Tarefas a realizar ▸
• 1. Indique se cada afirmação abaixo está de acordo com o trecho selecionado, respondendo sim ou não e citando literalmente as palavras do trecho que decidem a questão.
(a) O Ministro Gilmar Mendes acompanhou a tese de julgamento apresentada pelo Ministro Roberto Barroso.
(b) No julgamento do RE 1.235.340/SC, o Ministro Ricardo Lewandowski pediu vistas.
(c) No HC 647.408/CE, a ordem foi concedida.
• 2. Transcreva do trecho selecionado a passagem situada entre "PENAL E PROCESSUAL" e "177 de 15.07.2020).", incluindo esses dois pontos.
::: Trecho selecionado :::
PENAL E PROCESSUAL PENAL. AGRAVO REGIMENTAL EM HABEAS CORPUS. CRIMES DE HOMICÍDIO QUALIFICADO E HOMICÍDIO TENTADO. INADEQUAÇÃO DA VIA ELEITA. RECOMENDAÇÃO 62/2020 DO CNJ. TRIBUNAL DO JÚRI. EXECUÇÃO DA PENA. SUPRESSÃO DE INSTÂNCIAS. JURISPRUDÊNCIA DO SUPREMO TRIBUNAL FEDERAL (...) 3. Em se tratando de paciente condenado pelo Tribunal do Júri, nada impede a execução da pena, na linha dos reiterados pronunciamentos da Primeira Turma do STF. Veja-se, nessa linha, o HC 118.770, para o qual fui designado redator para o acórdão. 4. Agravo regimental a que se nega provimento. (STF – Primeira Turma - HC 183.263 AgR/CE – Rel. Min. Roberto Barroso – j. em 16.06.2020 – DJe 177 de 15.07.2020).

HABEAS CORPUS. DUPLO HOMICÍDIO TRIPLAMENTE QUALIFICADO. PORTE ILEGAL DE ARMA DE FOGO. SENTENÇA CONDENATÓRIA PROLATADA EM PLENÁRIO. NEGATIVA DO DIREITO DE APELAR EM LIBERDADE. SOBERANIA DOS VEREDICTOS. EXECUÇÃO PROVISÓRIA. LEI 13.964/2019. PRISÃO PREVENTIVA. REQUERIMENTO REALIZADO PELO MINISTÉRIO PÚBLICO. FUNDAMENTAÇÃO IDÔNEA. MODUS OPERANDI. GARANTIA DA ORDEM PÚBLICA. CONSTRANGIMENTO ILEGAL NÃO EVIDENCIADO. ORDEM DENEGADA. [...] 5. O Ministério Público, nos debates orais em plenário, pediu a prisão do acusado, em face da condenação pelo Júri superior a 15 anos de reclusão, a ensejar a execução provisória da pena, nos termos do art. 492, I, "e", do CPP, e em razão do modus operandi consistente no assassinato de esposa e filha com menos de um ano de idade, enquanto dormiam, a evidenciar conduta violenta e periculosidade real, para fins de garantir a ordem pública, nos termos do art. 312 do CPP. 6. Ordem denegada. (HC 647.408/CE, Rel. Ministro OLINDO MENEZES (DESEMBARGADOR CONVOCADO DO TRF 1ª REGIÃO), SEXTA TURMA, julgado em 01/06/2021, DJe 08/06/2021).

Em sentido contrário é possível identificar os seguintes precedentes do STJ: HC 623.107/PA; HC 560.640/ES; AgRg no HC 541.496/SC; HC 649.103; HC 558.894/SP; AgRg no HC 565.921/PE;

Diante da divergência jurisprudencial, a análise da constitucionalidade do art. 492, I, “e” do CPP está sendo debatida pelo STF que, ao iniciar o julgamento do RE 1.235.340/SC, em repercussão geral, o Ministro Roberto Barroso apresentou a seguinte tese de julgamento (tema 1.068 da repercussão geral): "A soberania dos veredictos do Tribunal do Júri autoriza a imediata execução de condenação imposta pelo corpo de jurados, independentemente do total da pena aplicada", no que foi acompanhado pelo Ministro Dias Toffoli. O Ministro Gilmar Mendes divergiu e o Ministro Ricardo Lewandowski pediu vistas, razão pela qual o julgamento ainda não foi concluído. Dessa forma, não há como concluir qual será o entendimento do STF. No entanto, tendo em vista que não foi declarada a inconstitucionalidade do art. 492, I, “e” do CPP, não havendo elementos, na concepção deste juízo, para afastar a incidência da lei no presente caso.
::: Dados fornecidos :::
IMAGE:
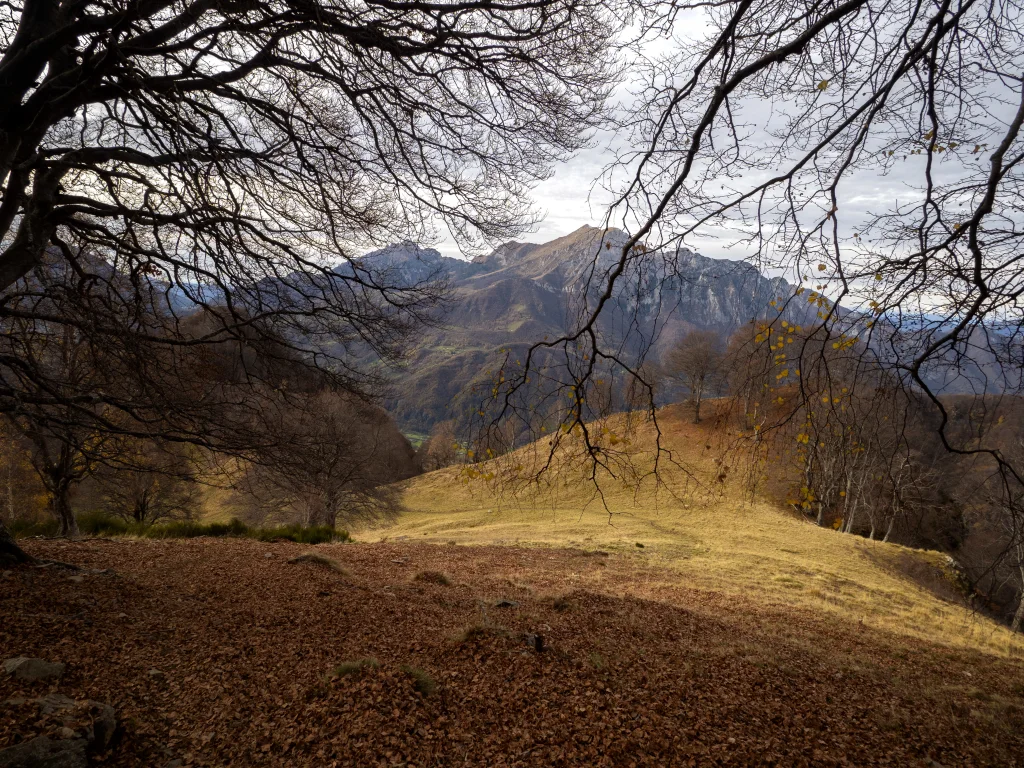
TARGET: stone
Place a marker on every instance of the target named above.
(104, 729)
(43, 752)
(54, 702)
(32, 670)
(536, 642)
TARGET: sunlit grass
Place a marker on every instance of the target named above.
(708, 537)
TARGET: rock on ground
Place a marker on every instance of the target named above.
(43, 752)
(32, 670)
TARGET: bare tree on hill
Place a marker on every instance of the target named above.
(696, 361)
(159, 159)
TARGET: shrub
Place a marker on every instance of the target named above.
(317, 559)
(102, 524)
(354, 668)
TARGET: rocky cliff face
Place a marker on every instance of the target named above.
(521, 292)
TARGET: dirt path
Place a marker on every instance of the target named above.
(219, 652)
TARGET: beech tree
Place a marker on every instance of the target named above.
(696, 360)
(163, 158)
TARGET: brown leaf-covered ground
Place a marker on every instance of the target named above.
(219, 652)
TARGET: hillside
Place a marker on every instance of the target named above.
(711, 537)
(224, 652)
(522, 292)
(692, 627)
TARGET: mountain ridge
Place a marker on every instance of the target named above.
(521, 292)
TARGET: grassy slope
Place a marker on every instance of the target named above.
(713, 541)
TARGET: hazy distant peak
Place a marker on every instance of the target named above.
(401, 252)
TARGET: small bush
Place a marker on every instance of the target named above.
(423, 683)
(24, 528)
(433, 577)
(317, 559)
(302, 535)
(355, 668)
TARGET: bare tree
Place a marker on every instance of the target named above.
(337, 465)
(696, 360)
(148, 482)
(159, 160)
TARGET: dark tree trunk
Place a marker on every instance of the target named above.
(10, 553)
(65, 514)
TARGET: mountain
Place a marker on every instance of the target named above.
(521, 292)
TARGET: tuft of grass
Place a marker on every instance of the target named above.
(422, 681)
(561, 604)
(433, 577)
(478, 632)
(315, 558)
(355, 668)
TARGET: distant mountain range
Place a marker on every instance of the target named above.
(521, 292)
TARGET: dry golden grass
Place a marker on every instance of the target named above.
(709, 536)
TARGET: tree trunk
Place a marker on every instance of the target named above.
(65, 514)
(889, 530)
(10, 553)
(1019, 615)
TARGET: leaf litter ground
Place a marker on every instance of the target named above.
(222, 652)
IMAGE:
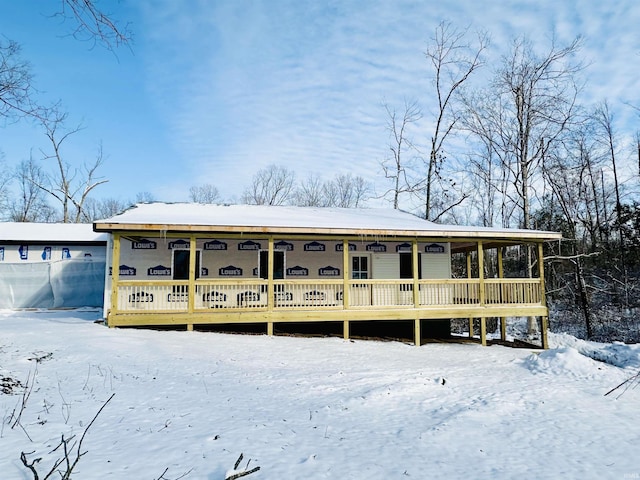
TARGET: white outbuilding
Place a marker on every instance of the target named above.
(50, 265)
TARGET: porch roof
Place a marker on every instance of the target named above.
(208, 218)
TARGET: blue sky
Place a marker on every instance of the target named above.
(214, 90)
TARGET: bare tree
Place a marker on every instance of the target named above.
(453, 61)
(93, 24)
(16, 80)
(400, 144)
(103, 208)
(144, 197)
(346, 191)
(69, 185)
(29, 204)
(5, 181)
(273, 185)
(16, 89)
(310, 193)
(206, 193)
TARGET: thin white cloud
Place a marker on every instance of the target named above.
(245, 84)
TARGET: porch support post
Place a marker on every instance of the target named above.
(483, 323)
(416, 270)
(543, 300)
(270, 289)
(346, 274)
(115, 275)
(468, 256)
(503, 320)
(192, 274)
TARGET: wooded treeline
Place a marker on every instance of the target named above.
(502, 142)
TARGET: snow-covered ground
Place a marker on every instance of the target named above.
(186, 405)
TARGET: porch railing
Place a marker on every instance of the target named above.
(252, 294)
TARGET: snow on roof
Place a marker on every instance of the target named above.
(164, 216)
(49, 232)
:::
::: Dados fornecidos :::
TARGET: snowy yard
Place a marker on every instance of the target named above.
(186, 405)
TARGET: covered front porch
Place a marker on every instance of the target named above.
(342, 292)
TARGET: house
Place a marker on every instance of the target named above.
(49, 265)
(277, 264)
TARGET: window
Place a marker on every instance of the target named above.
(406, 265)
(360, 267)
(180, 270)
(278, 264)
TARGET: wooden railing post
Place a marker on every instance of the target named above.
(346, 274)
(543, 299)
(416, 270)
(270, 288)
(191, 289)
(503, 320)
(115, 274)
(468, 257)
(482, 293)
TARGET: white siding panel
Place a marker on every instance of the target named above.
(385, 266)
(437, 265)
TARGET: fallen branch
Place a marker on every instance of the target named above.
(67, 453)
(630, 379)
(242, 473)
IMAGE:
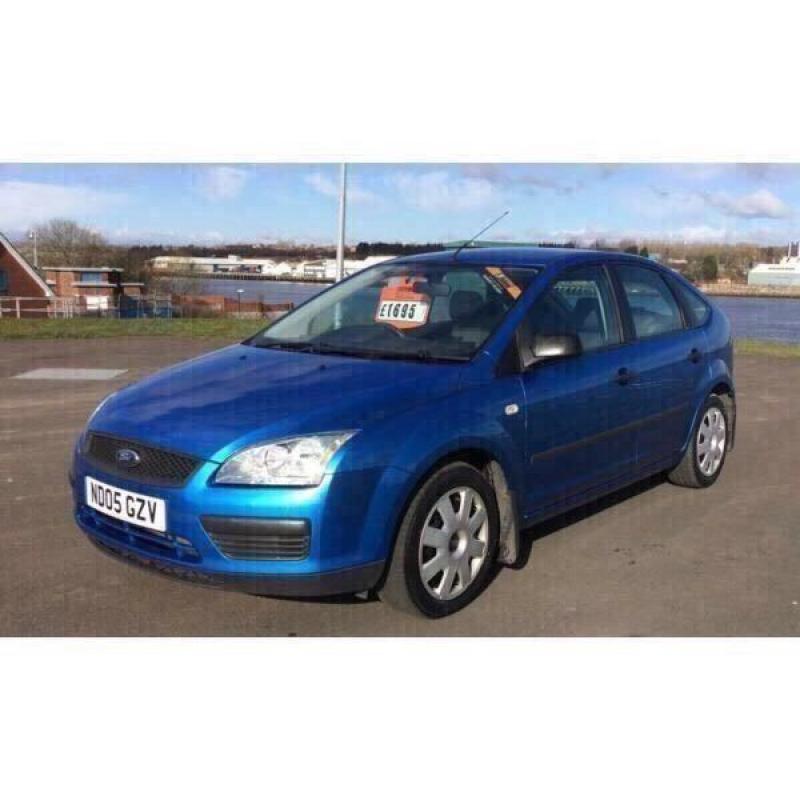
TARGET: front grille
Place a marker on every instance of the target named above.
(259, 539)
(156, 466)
:::
Respostas das tarefas ▸
• 1.
(a) Não: "O Ministro Gilmar Mendes divergiu".
(b) Sim: "o Ministro Ricardo Lewandowski pediu vistas".
(c) Não: "6. Ordem denegada."

• 2.
PENAL E PROCESSUAL PENAL. AGRAVO REGIMENTAL EM HABEAS CORPUS. CRIMES DE HOMICÍDIO QUALIFICADO E HOMICÍDIO TENTADO. INADEQUAÇÃO DA VIA ELEITA. RECOMENDAÇÃO 62/2020 DO CNJ. TRIBUNAL DO JÚRI. EXECUÇÃO DA PENA. SUPRESSÃO DE INSTÂNCIAS. JURISPRUDÊNCIA DO SUPREMO TRIBUNAL FEDERAL (...) 3. Em se tratando de paciente condenado pelo Tribunal do Júri, nada impede a execução da pena, na linha dos reiterados pronunciamentos da Primeira Turma do STF. Veja-se, nessa linha, o HC 118.770, para o qual fui designado redator para o acórdão. 4. Agravo regimental a que se nega provimento. (STF – Primeira Turma - HC 183.263 AgR/CE – Rel. Min. Roberto Barroso – j. em 16.06.2020 – DJe 177 de 15.07.2020).